Si elle perd le procès au tribunal administratif, la Samir risque d’y laisser des plumes. La raffinerie sera amenée à verser des dépens correspondant à 1% de la somme jugée en frais de procédure devant le tribunal. Soit éventuellement 160 MDH (1% des 16 MMDH) à puiser dans les caisses de la Samir. Sans compter les futures charges liées à une procédure qui s’annonce longue. Le syndic y a-t-il songé lorsqu’il a soulevé l’incompétence du juge-commissaire ? La Douane s’y était en premier lieu abstenue pour, justement, éviter d’alourdir le passif de la raffinerie en crise. Mais a finalement rejoint le syndic dans ses prétentions.
Par ailleurs, consulter les motivations de la décision nous renseignera sur son bien-fondé. Si les "taxes, droits et frais de recouvrement" ne relèvent pas du juge-commissaire, il n’en demeure pas moins que dans une décision précédente, ce même magistrat a validé la créance de l’administration fiscale de Mohammedia (48 MDH) ou la Trésorerie générale de la même ville (42 MDH).

---*---

## Travail demandé
A - D'après le texte sur le litige de la Samir, quelle somme la raffinerie pourrait-elle devoir verser en dépens si elle perd son procès devant le tribunal administratif ?
B - Reprenez le texte sur le litige de la Samir après sa dernière phrase et poursuivez-en la rédaction.

---*---

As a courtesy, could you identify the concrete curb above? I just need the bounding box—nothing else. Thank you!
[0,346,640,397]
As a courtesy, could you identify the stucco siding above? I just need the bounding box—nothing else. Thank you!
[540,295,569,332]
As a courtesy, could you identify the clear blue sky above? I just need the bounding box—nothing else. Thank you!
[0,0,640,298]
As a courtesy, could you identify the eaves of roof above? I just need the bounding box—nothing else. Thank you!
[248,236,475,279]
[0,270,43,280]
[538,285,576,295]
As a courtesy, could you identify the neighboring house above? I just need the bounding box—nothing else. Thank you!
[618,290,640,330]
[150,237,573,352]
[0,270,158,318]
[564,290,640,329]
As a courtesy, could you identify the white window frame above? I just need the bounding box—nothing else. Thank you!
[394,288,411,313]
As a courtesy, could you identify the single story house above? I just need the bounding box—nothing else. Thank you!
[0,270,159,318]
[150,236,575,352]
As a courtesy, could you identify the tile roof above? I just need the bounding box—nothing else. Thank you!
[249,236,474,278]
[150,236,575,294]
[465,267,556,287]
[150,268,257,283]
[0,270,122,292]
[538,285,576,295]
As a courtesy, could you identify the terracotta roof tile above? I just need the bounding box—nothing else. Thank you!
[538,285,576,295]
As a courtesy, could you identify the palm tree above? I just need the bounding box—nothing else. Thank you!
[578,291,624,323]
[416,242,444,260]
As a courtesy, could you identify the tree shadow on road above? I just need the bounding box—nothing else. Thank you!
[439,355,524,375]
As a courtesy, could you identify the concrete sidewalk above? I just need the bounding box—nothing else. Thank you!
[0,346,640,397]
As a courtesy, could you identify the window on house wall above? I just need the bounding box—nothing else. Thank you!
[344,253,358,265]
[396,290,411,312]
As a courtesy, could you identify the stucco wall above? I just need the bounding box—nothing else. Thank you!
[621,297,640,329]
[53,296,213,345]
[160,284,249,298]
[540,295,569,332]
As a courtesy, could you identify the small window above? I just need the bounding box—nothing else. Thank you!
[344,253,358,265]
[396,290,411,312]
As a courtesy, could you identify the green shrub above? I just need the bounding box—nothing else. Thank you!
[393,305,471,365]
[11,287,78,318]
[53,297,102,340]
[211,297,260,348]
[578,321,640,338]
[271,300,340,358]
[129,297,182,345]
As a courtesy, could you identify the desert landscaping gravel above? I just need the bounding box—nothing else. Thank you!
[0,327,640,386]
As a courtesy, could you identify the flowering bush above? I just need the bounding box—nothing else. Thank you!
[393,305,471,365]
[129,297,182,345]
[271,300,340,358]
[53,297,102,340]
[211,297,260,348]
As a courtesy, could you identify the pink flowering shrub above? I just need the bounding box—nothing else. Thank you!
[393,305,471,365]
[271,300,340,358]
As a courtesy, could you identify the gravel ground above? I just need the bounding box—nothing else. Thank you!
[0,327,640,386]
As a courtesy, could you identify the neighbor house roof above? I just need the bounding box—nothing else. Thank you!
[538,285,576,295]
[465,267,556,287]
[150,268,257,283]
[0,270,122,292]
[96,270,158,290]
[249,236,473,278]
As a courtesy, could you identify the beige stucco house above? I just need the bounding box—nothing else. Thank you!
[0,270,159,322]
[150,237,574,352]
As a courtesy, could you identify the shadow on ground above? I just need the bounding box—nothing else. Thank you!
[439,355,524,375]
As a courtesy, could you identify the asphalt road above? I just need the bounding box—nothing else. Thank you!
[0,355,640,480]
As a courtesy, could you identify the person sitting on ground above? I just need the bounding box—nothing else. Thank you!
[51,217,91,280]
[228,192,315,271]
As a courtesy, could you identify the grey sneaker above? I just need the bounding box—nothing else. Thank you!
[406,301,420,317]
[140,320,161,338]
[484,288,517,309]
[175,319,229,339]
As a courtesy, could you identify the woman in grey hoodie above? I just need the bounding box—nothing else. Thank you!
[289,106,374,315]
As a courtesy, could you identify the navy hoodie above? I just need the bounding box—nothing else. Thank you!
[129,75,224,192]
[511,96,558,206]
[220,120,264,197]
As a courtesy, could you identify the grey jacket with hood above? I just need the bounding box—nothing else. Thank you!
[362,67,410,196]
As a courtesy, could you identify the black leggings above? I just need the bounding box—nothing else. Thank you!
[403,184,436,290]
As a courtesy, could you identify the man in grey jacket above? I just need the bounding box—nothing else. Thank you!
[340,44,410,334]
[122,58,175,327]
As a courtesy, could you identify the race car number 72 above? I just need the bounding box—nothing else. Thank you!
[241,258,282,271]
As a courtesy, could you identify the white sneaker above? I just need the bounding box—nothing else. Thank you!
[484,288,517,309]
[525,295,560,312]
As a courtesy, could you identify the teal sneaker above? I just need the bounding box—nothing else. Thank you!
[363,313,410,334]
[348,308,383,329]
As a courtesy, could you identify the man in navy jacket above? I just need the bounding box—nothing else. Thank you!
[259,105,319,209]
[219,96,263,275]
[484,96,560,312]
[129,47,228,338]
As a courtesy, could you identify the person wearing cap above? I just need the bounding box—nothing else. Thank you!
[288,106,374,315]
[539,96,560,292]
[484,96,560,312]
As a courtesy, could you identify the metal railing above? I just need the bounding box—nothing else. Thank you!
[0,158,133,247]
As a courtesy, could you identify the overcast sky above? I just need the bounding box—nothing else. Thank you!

---*---

## Réponses par consigne
A - Environ 160 MDH, soit 1 % des 16 MMDH.

B -
Reste un élément en suspens. Tout en se déclarant incompétent sur un volet, le juge-commissaire a choisi de tempérer sur un deuxième : Les amendes prononcées au pénal contre la Samir et au profit de la Douane. Au total, on compte plus de 50 MMDH pour différentes infractions douanières ou de changes. Ce dossier est actuellement examiné par la Cour d’appel de Casablanca. Dans son ordonnance, le juge a constaté "l’existence d’une action en cours".
La Douane n’est pas le seul créancier sur la liste d’attente. Selon nos sources, le total des créances en cours de vérification dépasse les 5,4 MMDH, dont 1,8 MMDH au titre des créances privilégiées et 3,6 MMDH chirographaires. Les créances rejetées totalisent quant à elles au moins 3 milliards de dirhams, tandis que celles admises dépassent les 10 MMDH.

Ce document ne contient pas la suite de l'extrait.